• WHAT TO DO
The line containing "Task: tag the man's eye" marks the start; extract exactly from it through the last line of the entries, and omit any pictures.

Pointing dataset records
■ ■ ■ ■ ■
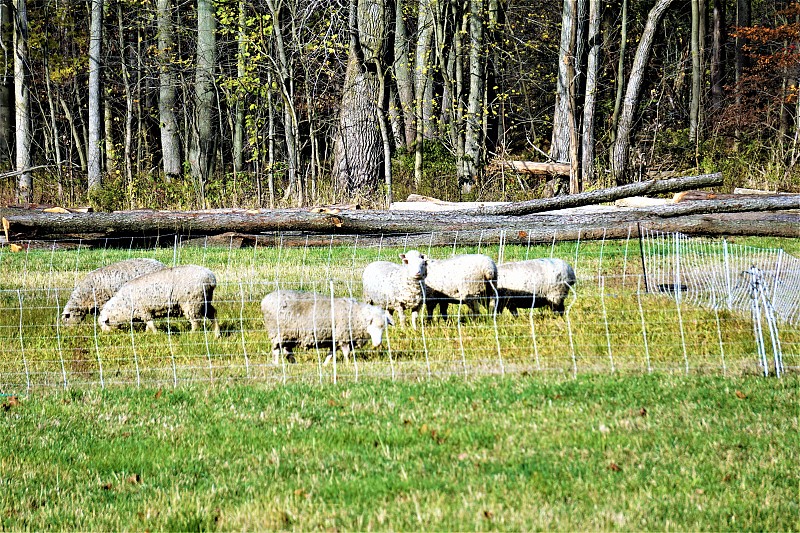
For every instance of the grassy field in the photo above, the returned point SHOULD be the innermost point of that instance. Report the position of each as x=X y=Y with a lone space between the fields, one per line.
x=421 y=434
x=514 y=453
x=612 y=326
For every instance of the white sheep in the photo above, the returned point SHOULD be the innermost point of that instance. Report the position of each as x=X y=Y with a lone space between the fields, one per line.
x=534 y=283
x=464 y=279
x=303 y=319
x=397 y=287
x=99 y=285
x=186 y=290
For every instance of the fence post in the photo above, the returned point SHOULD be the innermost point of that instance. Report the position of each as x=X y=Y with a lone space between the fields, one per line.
x=728 y=287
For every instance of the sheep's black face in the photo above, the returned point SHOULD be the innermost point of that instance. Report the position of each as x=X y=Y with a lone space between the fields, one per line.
x=72 y=316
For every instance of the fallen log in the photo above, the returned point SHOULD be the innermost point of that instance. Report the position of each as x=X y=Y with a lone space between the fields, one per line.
x=610 y=194
x=535 y=167
x=33 y=225
x=523 y=231
x=705 y=195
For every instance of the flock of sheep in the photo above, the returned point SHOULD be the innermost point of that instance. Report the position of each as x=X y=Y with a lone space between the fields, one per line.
x=141 y=290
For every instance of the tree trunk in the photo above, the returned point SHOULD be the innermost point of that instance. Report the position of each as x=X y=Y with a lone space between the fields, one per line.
x=619 y=152
x=55 y=130
x=403 y=77
x=560 y=143
x=701 y=217
x=6 y=84
x=697 y=73
x=589 y=104
x=94 y=152
x=717 y=59
x=238 y=127
x=743 y=10
x=423 y=85
x=286 y=85
x=603 y=195
x=170 y=140
x=203 y=149
x=22 y=103
x=472 y=161
x=572 y=104
x=125 y=56
x=623 y=46
x=358 y=168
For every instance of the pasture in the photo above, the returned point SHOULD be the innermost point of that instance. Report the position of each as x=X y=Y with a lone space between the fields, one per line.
x=612 y=324
x=599 y=452
x=632 y=411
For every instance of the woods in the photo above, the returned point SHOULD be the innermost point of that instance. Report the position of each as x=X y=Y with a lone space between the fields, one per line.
x=125 y=104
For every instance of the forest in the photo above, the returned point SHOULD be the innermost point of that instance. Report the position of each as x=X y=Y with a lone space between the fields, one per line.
x=125 y=104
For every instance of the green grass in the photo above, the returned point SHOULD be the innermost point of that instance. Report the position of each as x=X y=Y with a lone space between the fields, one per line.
x=36 y=351
x=520 y=452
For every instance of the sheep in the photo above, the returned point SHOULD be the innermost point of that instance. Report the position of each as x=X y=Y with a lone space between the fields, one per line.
x=534 y=283
x=99 y=285
x=397 y=287
x=296 y=318
x=466 y=279
x=186 y=289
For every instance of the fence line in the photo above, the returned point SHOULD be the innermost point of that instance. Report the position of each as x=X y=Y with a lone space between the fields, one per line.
x=668 y=312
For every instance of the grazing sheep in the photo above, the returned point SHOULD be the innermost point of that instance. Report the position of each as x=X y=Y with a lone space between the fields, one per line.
x=186 y=290
x=99 y=285
x=397 y=287
x=296 y=318
x=466 y=279
x=534 y=283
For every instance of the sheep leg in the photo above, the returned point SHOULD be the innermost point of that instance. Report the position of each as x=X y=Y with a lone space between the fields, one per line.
x=345 y=349
x=277 y=350
x=400 y=316
x=473 y=306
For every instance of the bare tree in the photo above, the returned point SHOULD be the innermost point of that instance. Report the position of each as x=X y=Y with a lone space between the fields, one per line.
x=170 y=140
x=94 y=152
x=717 y=73
x=619 y=152
x=203 y=146
x=6 y=83
x=472 y=161
x=590 y=100
x=22 y=102
x=359 y=154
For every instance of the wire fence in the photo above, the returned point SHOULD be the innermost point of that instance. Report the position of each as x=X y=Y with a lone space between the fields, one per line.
x=639 y=306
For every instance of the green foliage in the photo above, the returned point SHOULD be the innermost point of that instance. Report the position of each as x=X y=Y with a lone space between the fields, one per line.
x=439 y=178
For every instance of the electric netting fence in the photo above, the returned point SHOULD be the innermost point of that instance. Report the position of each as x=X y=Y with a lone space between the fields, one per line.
x=635 y=308
x=762 y=283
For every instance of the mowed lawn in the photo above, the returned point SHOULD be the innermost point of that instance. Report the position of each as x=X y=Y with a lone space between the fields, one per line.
x=650 y=452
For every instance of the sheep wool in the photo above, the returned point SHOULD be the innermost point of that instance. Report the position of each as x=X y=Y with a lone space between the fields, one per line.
x=534 y=283
x=183 y=290
x=99 y=285
x=314 y=320
x=466 y=279
x=397 y=287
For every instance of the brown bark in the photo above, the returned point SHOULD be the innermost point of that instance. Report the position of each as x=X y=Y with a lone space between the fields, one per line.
x=536 y=167
x=605 y=195
x=743 y=216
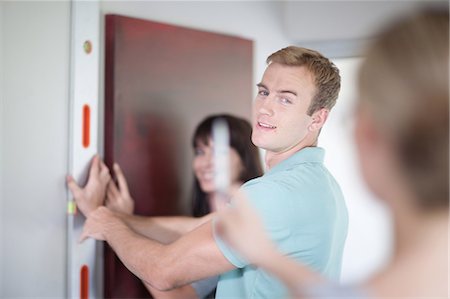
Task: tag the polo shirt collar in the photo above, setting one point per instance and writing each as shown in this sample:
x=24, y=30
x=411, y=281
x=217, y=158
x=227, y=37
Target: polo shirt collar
x=305, y=155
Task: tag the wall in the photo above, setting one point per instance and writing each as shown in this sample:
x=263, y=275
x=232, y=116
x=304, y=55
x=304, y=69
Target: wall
x=369, y=239
x=35, y=77
x=1, y=145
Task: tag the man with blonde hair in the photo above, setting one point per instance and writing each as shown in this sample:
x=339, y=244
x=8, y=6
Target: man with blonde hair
x=301, y=204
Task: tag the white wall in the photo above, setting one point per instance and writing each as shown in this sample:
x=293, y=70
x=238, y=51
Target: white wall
x=34, y=136
x=34, y=70
x=1, y=145
x=369, y=241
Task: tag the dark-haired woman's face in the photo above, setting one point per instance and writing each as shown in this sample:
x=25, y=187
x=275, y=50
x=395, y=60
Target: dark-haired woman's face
x=203, y=166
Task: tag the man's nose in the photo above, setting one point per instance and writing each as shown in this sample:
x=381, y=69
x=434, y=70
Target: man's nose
x=266, y=106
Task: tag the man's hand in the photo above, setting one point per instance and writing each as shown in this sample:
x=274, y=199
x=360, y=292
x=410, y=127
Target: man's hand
x=93, y=194
x=99, y=223
x=119, y=199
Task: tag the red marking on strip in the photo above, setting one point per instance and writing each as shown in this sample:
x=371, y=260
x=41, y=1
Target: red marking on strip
x=86, y=126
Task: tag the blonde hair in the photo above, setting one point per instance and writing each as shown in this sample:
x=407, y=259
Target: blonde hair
x=326, y=74
x=404, y=80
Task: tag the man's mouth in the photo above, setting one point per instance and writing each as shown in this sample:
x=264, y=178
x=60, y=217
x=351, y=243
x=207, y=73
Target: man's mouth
x=266, y=125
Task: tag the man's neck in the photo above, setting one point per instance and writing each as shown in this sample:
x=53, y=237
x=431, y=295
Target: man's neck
x=273, y=158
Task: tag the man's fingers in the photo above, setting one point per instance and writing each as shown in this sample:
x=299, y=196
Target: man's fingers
x=84, y=235
x=123, y=186
x=73, y=186
x=95, y=166
x=112, y=190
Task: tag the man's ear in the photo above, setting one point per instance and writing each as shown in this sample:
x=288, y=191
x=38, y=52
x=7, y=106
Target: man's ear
x=318, y=119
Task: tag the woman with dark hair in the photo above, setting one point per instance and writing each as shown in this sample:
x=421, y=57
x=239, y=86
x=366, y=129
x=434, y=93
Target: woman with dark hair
x=244, y=165
x=244, y=159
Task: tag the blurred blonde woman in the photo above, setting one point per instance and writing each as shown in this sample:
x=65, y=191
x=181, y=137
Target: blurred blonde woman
x=402, y=136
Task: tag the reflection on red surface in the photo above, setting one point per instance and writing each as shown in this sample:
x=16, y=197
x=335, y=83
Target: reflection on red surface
x=84, y=282
x=160, y=80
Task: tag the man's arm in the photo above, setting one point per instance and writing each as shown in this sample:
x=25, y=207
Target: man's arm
x=242, y=228
x=193, y=256
x=164, y=229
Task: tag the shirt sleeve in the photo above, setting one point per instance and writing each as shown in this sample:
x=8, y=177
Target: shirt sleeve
x=205, y=286
x=272, y=204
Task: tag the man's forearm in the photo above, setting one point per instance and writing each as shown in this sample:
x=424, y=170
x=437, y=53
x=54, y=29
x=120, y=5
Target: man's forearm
x=142, y=256
x=163, y=229
x=162, y=266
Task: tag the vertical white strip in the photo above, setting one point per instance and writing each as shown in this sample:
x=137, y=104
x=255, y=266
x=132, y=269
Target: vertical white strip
x=84, y=90
x=1, y=149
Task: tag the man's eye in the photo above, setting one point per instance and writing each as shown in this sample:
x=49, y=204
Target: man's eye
x=199, y=152
x=285, y=101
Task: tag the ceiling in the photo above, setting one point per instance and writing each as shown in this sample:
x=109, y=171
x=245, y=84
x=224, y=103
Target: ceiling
x=341, y=28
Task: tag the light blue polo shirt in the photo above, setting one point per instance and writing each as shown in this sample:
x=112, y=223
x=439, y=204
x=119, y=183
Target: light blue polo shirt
x=304, y=212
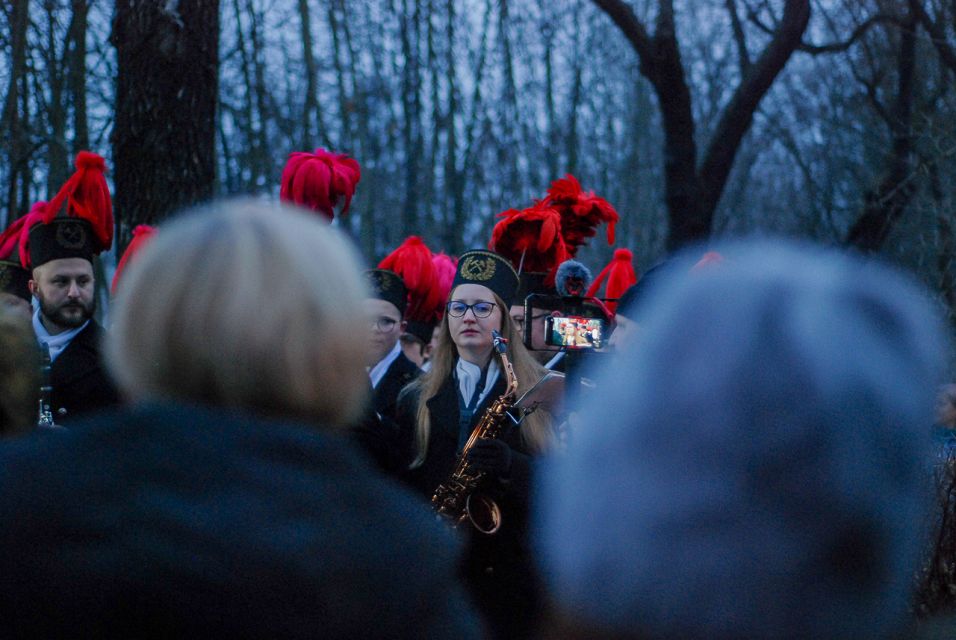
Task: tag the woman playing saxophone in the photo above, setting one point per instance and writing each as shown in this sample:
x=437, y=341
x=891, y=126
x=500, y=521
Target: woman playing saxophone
■ ■ ■ ■ ■
• ANSWER TO THIS EXERCISE
Task: tag the man's eye in the photo above, setting one point per instance and writing each as shown in this sample:
x=49, y=204
Target: man's eye
x=199, y=152
x=285, y=101
Task: tag the ceiling in the photo above, setting one point per instance and writing each as shown in this sample:
x=109, y=171
x=245, y=84
x=224, y=103
Target: ceiling
x=341, y=28
Task: tag the light blue polo shirt in the photo above, setting one point per instance and writing each as shown in this sample:
x=112, y=223
x=439, y=204
x=119, y=183
Target: light blue polo shirt
x=304, y=212
Task: tag the woman playing saxophone in the photo above, setting one point per instance and writing each as shown in this sample:
x=437, y=341
x=891, y=126
x=500, y=521
Target: woman playing saxophone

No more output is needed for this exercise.